Task to complete: Restate the entries below verbatim.

━━━━━ Data supplied

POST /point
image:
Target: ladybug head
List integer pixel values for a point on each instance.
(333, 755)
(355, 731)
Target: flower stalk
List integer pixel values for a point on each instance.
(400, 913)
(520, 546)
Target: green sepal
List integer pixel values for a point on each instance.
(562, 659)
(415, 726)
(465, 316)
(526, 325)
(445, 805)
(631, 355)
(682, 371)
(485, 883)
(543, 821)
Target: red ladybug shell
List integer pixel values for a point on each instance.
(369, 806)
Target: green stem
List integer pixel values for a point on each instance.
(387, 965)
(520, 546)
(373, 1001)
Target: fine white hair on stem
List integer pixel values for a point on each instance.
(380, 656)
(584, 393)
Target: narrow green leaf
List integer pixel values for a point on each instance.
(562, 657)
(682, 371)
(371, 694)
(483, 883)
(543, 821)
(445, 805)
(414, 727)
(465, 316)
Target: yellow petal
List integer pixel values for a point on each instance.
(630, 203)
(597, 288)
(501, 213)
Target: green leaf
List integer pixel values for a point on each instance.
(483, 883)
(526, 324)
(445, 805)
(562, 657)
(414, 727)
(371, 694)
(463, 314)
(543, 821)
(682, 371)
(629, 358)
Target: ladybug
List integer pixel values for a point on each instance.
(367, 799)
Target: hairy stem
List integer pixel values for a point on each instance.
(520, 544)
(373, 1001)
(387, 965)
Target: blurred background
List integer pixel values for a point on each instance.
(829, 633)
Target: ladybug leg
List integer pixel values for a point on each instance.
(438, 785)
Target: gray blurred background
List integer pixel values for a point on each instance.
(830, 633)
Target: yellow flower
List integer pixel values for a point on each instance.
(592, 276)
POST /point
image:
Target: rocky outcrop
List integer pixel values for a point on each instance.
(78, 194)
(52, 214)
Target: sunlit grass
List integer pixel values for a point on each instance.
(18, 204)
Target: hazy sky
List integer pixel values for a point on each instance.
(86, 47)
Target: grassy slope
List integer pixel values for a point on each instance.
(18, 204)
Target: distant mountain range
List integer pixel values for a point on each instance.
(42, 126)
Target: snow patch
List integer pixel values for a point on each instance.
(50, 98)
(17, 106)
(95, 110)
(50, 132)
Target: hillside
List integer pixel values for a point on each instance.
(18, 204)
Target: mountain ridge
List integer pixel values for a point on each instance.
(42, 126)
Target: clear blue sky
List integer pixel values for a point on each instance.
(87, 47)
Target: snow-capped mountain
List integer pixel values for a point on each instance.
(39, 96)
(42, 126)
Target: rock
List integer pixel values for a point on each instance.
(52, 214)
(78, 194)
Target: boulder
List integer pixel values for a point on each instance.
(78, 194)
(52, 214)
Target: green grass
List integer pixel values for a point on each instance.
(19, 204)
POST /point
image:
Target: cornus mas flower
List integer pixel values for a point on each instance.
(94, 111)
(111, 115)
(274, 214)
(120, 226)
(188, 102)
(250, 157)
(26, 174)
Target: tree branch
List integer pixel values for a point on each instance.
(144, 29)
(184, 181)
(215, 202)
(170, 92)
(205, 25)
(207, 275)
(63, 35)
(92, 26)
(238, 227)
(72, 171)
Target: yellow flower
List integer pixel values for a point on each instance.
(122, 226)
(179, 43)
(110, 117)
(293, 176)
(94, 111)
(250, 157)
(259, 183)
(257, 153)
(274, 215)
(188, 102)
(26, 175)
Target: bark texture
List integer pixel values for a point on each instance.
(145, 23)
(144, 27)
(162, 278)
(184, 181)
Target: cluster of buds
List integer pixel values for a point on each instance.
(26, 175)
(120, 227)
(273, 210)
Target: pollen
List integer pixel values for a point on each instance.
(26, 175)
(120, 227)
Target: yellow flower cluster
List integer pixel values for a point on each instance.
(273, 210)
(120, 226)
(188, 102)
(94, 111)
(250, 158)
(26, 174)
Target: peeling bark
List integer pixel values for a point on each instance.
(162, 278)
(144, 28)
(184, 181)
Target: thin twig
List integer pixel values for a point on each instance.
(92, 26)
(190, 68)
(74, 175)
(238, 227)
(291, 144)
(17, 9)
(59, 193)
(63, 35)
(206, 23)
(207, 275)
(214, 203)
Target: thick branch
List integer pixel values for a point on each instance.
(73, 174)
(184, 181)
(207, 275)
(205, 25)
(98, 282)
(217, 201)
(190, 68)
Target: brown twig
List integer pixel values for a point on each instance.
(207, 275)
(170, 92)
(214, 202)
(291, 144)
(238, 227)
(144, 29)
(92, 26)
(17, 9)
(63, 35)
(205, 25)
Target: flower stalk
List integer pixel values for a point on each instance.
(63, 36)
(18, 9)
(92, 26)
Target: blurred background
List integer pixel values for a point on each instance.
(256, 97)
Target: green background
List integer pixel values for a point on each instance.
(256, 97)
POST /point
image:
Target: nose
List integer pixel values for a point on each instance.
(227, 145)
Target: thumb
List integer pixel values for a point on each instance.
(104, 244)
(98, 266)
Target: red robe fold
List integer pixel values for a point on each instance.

━━━━━━━━━━

Answer to the exercise:
POST /point
image:
Target: ladybug head
List integer pixel values for a point on each instance.
(333, 755)
(355, 731)
Target: flower stalk
List integer pixel values for a point on each instance.
(400, 913)
(520, 546)
Target: green sepal
List integer pixel values for a point on each instance.
(562, 659)
(415, 726)
(465, 316)
(526, 325)
(445, 805)
(631, 355)
(682, 371)
(485, 883)
(543, 821)
Target: red ladybug shell
List integer pixel values for a point on each instance.
(369, 806)
Target: green stem
List integer pixel values for a point on each instance.
(387, 965)
(520, 546)
(373, 1001)
Target: fine white hair on stem
List integer pixel values for a point on each instance.
(380, 656)
(584, 393)
Target: narrow green leaf
List integer pixel values for a point on each instance.
(562, 657)
(682, 371)
(371, 694)
(483, 883)
(543, 821)
(445, 805)
(414, 727)
(465, 316)
Target: yellow petal
List integer pixel values for a point on each instance.
(630, 203)
(597, 288)
(501, 213)
Target: green leaf
List integer pixel values for a point on each instance.
(483, 883)
(526, 324)
(445, 805)
(562, 657)
(414, 727)
(371, 694)
(463, 314)
(543, 821)
(682, 371)
(629, 358)
Target: ladybug
List integer pixel values for a point on each instance.
(367, 799)
Target: hairy stem
List integer pixel values for a point on each instance.
(520, 544)
(373, 1001)
(387, 965)
Target: blurred background
List integer pixel values for a point on each instance.
(829, 633)
Target: ladybug leg
List integer pixel values for a point on each instance.
(438, 785)
Target: gray blurred background
List integer pixel values for a point on each instance.
(830, 633)
Target: yellow flower
List integer pixel values for a point on each instance.
(592, 276)
POST /point
image:
Target: rocky outcrop
List integer pixel values for a point on each instance.
(78, 194)
(52, 214)
Target: sunlit grass
List integer pixel values for a point on each instance.
(18, 204)
Target: hazy sky
List integer pixel values for a point on each instance.
(86, 47)
Target: grassy slope
List integer pixel values for a point on each instance.
(18, 204)
Target: distant mountain range
List integer pixel values for a point on each instance.
(42, 126)
Target: snow patch
List integer pixel values for a point on each instance.
(50, 98)
(17, 106)
(95, 110)
(50, 132)
Target: hillside
List integer pixel values for a point on each instance.
(18, 204)
Target: mountain ridge
List integer pixel values for a point on each instance.
(42, 126)
Target: clear blue sky
List integer pixel values for a point on each instance.
(87, 47)
Target: snow-capped mountain
List integer pixel values for a point on each instance.
(39, 96)
(42, 126)
Target: rock
List integer pixel values for a point on each instance.
(52, 214)
(78, 194)
Target: boulder
List integer pixel values for a point on each instance.
(78, 194)
(52, 214)
Target: green grass
List integer pixel values for a point on each instance.
(19, 204)
POST /point
image:
Target: cornus mas flower
List integer pixel values for a point on each instance.
(94, 111)
(111, 115)
(274, 214)
(120, 226)
(188, 102)
(250, 157)
(26, 174)
Target: tree branch
List integer pixel values for a point on each instance.
(144, 29)
(184, 181)
(215, 202)
(170, 92)
(205, 25)
(207, 275)
(63, 35)
(92, 26)
(238, 227)
(72, 171)
Target: yellow flower
List integer pixel values for a point on each instance.
(122, 226)
(179, 43)
(110, 117)
(293, 176)
(94, 111)
(250, 157)
(259, 183)
(257, 153)
(274, 215)
(188, 102)
(26, 175)
Target: bark texture
List integer pixel values for a point on each instance.
(145, 23)
(144, 27)
(162, 278)
(184, 181)
Target: cluster of buds
List integer pixel values for a point on each instance.
(26, 175)
(120, 227)
(273, 210)
Target: pollen
List integer pixel values for a point on each instance.
(26, 175)
(120, 227)
Target: yellow flower cluster
List integer pixel values for a point on each instance.
(273, 210)
(120, 226)
(188, 102)
(94, 111)
(250, 158)
(26, 174)
Target: peeling bark
List integer pixel values for a point on each instance.
(162, 278)
(144, 28)
(184, 181)
Target: thin twig
List integer pixel values for a point on each instance.
(92, 26)
(190, 68)
(74, 175)
(238, 227)
(291, 144)
(17, 9)
(59, 193)
(63, 35)
(206, 23)
(207, 275)
(214, 203)
Target: thick branch
List integer pixel values for a point on each instance.
(73, 174)
(184, 181)
(207, 275)
(205, 25)
(98, 282)
(217, 201)
(190, 68)
Target: brown twig
List integer pixel values for a point on each instance.
(207, 275)
(170, 92)
(214, 202)
(291, 144)
(238, 227)
(144, 29)
(92, 26)
(17, 9)
(63, 35)
(205, 25)
Target: flower stalk
List integer pixel values for a point on each instance.
(63, 36)
(18, 9)
(92, 26)
Target: blurred background
List integer pixel values for a point on each instance.
(256, 97)
Target: green background
List integer pixel values for a point on each instance.
(256, 97)
POST /point
image:
Target: nose
List integer pixel values for a point on each instance.
(227, 145)
Target: thumb
List integer pixel values for a point on each instance.
(104, 244)
(98, 266)
Target: red robe fold
List integer pixel values for a point on each instance.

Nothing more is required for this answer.